◆ **WORK ORDER**: What is the number of lines in the following data that contain "visible"? Answer with the number alone.

Start of RECORDS TO USE

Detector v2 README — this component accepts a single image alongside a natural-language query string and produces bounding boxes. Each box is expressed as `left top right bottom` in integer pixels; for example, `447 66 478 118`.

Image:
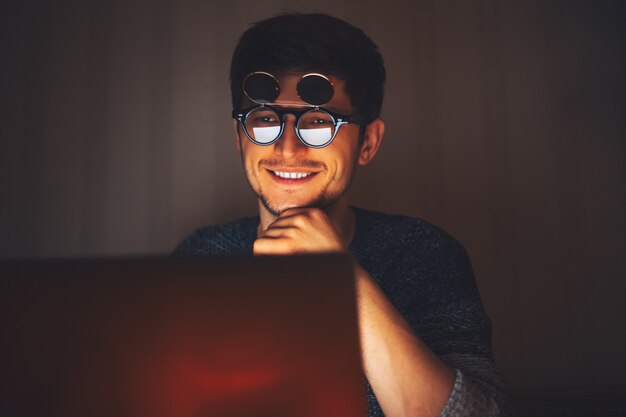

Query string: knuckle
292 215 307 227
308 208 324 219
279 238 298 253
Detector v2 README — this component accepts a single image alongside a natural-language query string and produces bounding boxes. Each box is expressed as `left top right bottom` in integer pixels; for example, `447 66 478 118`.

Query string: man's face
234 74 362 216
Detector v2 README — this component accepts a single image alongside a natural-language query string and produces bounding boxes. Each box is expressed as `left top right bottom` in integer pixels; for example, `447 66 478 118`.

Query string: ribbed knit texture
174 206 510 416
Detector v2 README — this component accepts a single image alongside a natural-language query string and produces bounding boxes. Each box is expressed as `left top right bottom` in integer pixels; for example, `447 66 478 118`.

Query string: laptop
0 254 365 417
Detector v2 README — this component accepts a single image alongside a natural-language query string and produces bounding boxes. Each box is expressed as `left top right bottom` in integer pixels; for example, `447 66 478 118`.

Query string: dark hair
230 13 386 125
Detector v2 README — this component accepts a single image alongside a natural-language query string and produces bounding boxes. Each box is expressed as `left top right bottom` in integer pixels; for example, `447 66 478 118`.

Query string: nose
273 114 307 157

End of RECORDS TO USE
Start of RECORDS TO USE

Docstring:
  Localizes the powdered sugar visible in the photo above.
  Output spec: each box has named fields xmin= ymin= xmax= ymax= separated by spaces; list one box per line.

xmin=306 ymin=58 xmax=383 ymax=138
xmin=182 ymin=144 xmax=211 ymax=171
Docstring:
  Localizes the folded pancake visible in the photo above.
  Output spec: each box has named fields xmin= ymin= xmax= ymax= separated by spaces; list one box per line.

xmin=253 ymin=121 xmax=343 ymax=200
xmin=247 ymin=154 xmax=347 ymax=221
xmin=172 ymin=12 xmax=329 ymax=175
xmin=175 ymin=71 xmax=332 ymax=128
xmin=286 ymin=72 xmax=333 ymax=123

End of RECORDS TO USE
Start of RECORDS TO USE

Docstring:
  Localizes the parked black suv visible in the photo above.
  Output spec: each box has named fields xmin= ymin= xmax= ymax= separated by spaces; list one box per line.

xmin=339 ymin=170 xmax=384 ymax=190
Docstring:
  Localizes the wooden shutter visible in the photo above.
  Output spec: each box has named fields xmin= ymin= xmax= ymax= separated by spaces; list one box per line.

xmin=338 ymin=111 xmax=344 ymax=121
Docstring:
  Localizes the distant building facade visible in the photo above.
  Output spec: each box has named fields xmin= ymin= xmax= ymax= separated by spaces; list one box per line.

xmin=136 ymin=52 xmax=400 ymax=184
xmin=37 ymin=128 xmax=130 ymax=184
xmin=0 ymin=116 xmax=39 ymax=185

End of RECORDS TO USE

◆ **REPLY**: 5